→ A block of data
◇ ◇ ◇ ◇ ◇ ◇ ◇
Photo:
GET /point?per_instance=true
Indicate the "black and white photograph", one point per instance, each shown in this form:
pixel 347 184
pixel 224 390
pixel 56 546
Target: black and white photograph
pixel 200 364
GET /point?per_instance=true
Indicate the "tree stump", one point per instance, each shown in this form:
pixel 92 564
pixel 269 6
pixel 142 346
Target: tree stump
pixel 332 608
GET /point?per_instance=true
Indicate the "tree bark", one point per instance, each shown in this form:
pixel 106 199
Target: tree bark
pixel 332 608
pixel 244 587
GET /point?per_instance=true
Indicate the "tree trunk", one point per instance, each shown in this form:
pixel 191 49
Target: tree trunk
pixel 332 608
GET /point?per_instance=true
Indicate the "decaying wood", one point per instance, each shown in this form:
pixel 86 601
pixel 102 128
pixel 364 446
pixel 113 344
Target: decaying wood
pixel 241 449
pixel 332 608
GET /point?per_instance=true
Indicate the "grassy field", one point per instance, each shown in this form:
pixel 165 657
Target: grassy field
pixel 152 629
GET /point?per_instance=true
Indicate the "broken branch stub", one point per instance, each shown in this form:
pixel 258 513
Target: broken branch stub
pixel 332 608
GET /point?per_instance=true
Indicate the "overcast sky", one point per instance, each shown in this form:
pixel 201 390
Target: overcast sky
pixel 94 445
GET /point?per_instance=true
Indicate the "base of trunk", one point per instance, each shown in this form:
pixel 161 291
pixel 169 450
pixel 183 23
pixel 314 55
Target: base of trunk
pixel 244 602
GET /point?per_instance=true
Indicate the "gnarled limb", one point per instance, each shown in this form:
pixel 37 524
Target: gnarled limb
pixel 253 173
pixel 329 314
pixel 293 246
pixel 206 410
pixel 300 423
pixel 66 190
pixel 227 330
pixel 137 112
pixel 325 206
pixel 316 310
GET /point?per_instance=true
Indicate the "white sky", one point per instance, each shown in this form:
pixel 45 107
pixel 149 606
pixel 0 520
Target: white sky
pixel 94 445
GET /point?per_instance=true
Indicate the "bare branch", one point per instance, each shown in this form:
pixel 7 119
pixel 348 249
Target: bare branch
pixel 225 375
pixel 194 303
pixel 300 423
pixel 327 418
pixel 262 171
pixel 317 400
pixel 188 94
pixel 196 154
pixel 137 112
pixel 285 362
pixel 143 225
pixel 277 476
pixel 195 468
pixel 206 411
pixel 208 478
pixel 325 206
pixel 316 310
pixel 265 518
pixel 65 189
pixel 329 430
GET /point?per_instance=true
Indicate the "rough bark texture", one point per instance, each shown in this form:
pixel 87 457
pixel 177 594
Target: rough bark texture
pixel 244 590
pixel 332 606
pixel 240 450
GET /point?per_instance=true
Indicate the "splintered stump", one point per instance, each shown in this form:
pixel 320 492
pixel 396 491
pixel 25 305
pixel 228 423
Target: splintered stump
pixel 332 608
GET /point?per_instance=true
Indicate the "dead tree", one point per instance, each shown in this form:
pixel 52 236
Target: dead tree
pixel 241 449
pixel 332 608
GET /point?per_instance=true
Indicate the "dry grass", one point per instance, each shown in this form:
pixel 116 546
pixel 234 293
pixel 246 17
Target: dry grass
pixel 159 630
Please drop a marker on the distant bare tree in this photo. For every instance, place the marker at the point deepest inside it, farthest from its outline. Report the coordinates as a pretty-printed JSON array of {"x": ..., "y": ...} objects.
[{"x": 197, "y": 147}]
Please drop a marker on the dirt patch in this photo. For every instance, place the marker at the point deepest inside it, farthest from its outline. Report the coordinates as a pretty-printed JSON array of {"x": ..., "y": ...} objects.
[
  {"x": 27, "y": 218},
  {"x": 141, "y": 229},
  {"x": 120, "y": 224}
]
◇ ◇ ◇ ◇ ◇ ◇ ◇
→ Exercise
Quote every line from the line containing "Please drop a marker on the distant" through the closing line of the listing, including both.

→ Solution for this problem
Please drop a marker on the distant bare tree in this photo. For every instance, place the marker at the point deepest inside it, farthest from its outline. Report the coordinates as a pretty-printed JSON array of {"x": ..., "y": ...} objects.
[{"x": 197, "y": 147}]
Please drop a marker on the dirt patch in this photo. For every instance, place the marker at the point deepest inside it, farthest from its outline. Report the coordinates as a pretty-printed JSON array of {"x": ..., "y": ...} objects.
[
  {"x": 27, "y": 218},
  {"x": 141, "y": 229},
  {"x": 120, "y": 224}
]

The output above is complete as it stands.